# How Could You?



## xxshaelxx (Mar 8, 2010)

I'm assuming that some of you have probably already read this, but for those who haven't, it's one of my favorite articles, even though it makes me really sad. I believe that if every person in America had to read this, it'd make a huge difference... BTW, it came from a site that I found while researching Sibes and looking for my babies.

WARNING!!!

This article is not for the faint hearted. It's a really good article, but it'll cause waterworks... (caused waterworks for me that I'd never knew I was capable of).

How Could You


----------



## Ania's Mommy (Feb 8, 2009)

Aw man!! Why'd I read it at work despite your warning? :frown:

Richelle


----------



## xxshaelxx (Mar 8, 2010)

Ania's Mommy said:


> Aw man!! Why'd I read it at work despite your warning? :frown:


So you can show the article to all of your coworkers. hahaha. Then you won't be the only one in waterworks.


----------



## DaneMama (Jun 27, 2008)

Glad I was home for that one, even though I have already seen it many times. It should be in the dog owners handbook or something.


----------



## dobesgalore (Oct 21, 2009)

I only read half and that was enough. I have to go and hug all my babies now and make sure they all know they are home forever!


----------



## whiteleo (Sep 7, 2008)

That one should be posted at every front door of every shelter! I've read it before but the result is always the same, people really piss me off!


----------



## CorgiPaws (Mar 31, 2009)

I've read this before, but as I sit here on my couch, looking at all five of my children (pets) sleeping in various parts of my living room, I am SO sad for the animals who don't have what they do. 
I can't imagine just dumping any single one of them, and I cna't IMAGINE what the heck the person who dumped my kitty at the shelter was thinking.


----------



## xxshaelxx (Mar 8, 2010)

It makes me sad that I decided to go through a breeder and not adopt, but I needed to get a puppy for the sake of my cats, and not just the puppy getting used to them, but the cats getting used to the puppy as well. So since I was getting a puppy, I wanted what I wanted.

I did get my little kitty from the Humane Society, though. And Meatball came from a litter down the street that would have ended up at the Humane Society or on the streets (Not neutered!) if I hadn't taken him. Actually, if I hadn't gotten him from the person who actually took him, and hadn't kept him when she demanded to get him back. Truth be told, I think THEIR other cat is Meatball's dad! -.-

Anyways, I'm rambling. haha.


----------



## malluver1005 (Nov 15, 2009)

I only read half, maybe not even half, and that was it. Makes me even sadder that it had to be a husky. One of my fave breeds. I just had to go out and hug Aspen.


----------



## xxshaelxx (Mar 8, 2010)

malluver1005 said:


> I only read half, maybe not even half, and that was it. Makes me even sadder that it had to be a husky. One of my fave breeds. I just had to go out and hug Aspen.


Actually, I don't think it was. I think the owners of the site (Siberian Husky and Whippet breeders and showers) just copied and pasted the story from other places on the web to discourage people from buying puppies if they're just going to abandon them.

If I ever make a site about Siberian Huskies (probably solely to educate people on the breed), I'm definitely putting that article on there, as well as a link to this fantabulous forum. XD


----------



## malluver1005 (Nov 15, 2009)

Oh, I thought it was about a husky.


----------



## xxshaelxx (Mar 8, 2010)

##########

(Set exercise a) List every line in the listing that includes the string "colored", treating uppercase and lowercase letters as different.
The forum thread above and the listing that follows are unrelated pieces of material.

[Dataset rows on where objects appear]
##########

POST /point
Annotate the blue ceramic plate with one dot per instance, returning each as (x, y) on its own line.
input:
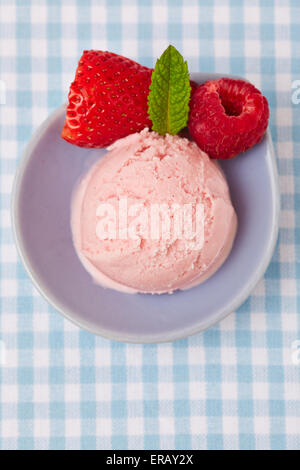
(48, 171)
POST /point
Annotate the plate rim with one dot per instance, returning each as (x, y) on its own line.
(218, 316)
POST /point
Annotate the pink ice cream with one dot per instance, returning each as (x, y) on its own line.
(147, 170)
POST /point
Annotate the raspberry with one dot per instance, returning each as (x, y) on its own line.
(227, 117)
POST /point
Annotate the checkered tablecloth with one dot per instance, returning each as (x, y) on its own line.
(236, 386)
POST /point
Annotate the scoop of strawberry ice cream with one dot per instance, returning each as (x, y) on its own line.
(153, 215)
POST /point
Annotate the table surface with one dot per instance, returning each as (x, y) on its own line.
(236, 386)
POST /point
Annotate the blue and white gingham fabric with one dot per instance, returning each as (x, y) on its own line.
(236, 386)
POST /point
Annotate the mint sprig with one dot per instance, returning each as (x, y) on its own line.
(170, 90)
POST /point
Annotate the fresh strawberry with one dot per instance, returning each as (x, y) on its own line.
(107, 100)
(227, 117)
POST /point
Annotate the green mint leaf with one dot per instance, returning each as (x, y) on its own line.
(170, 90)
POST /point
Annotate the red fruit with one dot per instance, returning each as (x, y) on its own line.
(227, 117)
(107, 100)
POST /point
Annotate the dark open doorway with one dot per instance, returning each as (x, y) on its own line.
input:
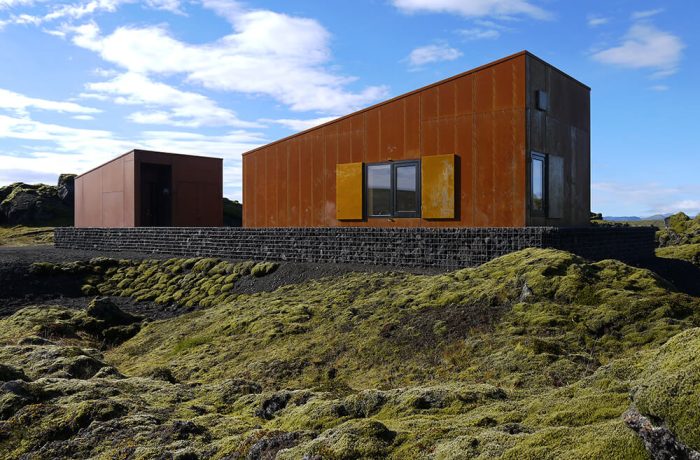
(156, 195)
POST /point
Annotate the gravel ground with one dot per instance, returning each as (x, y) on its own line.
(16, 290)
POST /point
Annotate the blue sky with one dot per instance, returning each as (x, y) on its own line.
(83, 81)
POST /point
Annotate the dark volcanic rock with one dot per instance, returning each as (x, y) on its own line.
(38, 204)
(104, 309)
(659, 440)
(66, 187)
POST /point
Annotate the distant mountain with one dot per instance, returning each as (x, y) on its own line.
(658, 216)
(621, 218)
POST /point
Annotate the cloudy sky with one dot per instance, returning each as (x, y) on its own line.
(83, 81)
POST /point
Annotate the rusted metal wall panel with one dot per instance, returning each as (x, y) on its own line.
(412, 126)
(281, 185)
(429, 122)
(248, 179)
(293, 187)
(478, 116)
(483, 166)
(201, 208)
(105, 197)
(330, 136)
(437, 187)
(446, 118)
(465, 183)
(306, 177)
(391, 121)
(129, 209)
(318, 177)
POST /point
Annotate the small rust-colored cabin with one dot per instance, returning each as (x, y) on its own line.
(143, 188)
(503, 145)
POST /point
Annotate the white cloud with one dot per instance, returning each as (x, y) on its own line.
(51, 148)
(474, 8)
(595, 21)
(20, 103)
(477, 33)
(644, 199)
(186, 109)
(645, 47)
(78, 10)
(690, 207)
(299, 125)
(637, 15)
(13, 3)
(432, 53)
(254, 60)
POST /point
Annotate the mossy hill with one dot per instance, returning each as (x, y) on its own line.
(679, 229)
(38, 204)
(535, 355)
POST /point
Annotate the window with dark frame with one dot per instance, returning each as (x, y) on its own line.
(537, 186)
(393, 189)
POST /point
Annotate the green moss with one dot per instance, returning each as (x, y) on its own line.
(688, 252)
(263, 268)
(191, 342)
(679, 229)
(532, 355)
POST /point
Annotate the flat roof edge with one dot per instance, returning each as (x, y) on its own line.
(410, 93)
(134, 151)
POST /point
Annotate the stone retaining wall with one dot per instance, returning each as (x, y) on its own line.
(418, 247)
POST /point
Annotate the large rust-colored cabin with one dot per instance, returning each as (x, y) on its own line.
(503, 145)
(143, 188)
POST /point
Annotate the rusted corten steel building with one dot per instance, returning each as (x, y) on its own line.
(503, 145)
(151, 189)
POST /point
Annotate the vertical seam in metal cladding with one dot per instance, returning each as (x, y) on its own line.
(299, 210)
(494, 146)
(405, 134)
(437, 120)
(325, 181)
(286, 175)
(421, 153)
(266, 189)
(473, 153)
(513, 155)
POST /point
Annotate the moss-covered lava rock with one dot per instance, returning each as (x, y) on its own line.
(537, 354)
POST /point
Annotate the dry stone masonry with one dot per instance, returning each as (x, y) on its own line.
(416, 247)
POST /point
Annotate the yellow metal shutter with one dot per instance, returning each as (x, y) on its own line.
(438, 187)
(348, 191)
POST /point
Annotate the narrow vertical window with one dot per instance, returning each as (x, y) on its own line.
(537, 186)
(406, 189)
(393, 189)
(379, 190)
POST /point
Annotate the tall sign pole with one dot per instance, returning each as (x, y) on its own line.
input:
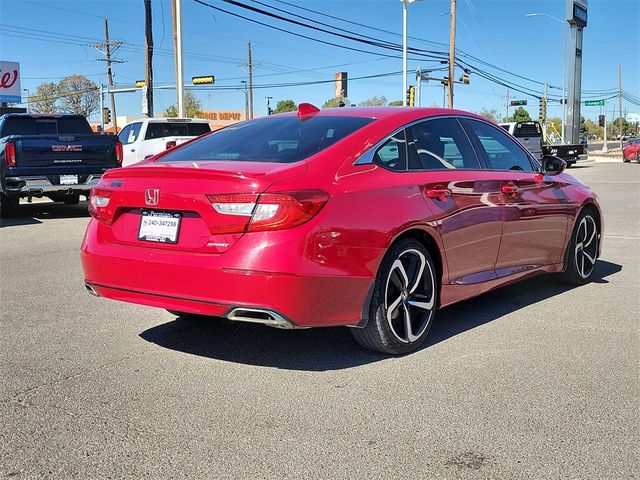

##########

(Set exercise b) Reproduce the part of the forum thread that opens with the words "This article is" and closes with "(Feb 8, 2009)", switching each "waterworks" to "tears".

(Correct response a)
Annotate the small rust-colored cabin with one dot per instance, returning each as (x, y) on its own line.
Annotate the large rust-colored cabin with one dot per instance, returning each as (x, y) on its own line.

(Correct response b)
This article is not for the faint hearted. It's a really good article, but it'll cause tears... (caused tears for me that I'd never knew I was capable of).

How Could You


----------



## Ania's Mommy (Feb 8, 2009)